(Stored items from a collection)
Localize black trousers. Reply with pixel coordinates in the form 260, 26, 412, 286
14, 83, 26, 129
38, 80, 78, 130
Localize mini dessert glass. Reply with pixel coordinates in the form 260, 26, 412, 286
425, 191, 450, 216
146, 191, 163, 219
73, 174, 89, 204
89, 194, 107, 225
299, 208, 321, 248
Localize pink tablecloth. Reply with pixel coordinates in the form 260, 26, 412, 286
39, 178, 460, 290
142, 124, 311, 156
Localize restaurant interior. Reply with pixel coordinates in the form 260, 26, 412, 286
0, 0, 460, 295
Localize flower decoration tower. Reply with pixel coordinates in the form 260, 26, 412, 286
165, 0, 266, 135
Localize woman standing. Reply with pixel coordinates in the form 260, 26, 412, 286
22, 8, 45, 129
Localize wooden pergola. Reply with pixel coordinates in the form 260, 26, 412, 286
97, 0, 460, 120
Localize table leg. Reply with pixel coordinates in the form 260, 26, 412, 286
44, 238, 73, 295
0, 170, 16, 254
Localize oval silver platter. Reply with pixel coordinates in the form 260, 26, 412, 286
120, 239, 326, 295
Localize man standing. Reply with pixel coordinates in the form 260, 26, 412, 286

**Request:** Extract verbatim every line of the data from the line containing "Localize oval silver" through the end of the data, including both ends.

**Output of the exercise:**
Localize oval silver platter. Reply with pixel coordinates in the form 260, 26, 412, 286
120, 239, 326, 295
Localize man standing. Reply with pixel coordinates in the form 260, 26, 412, 286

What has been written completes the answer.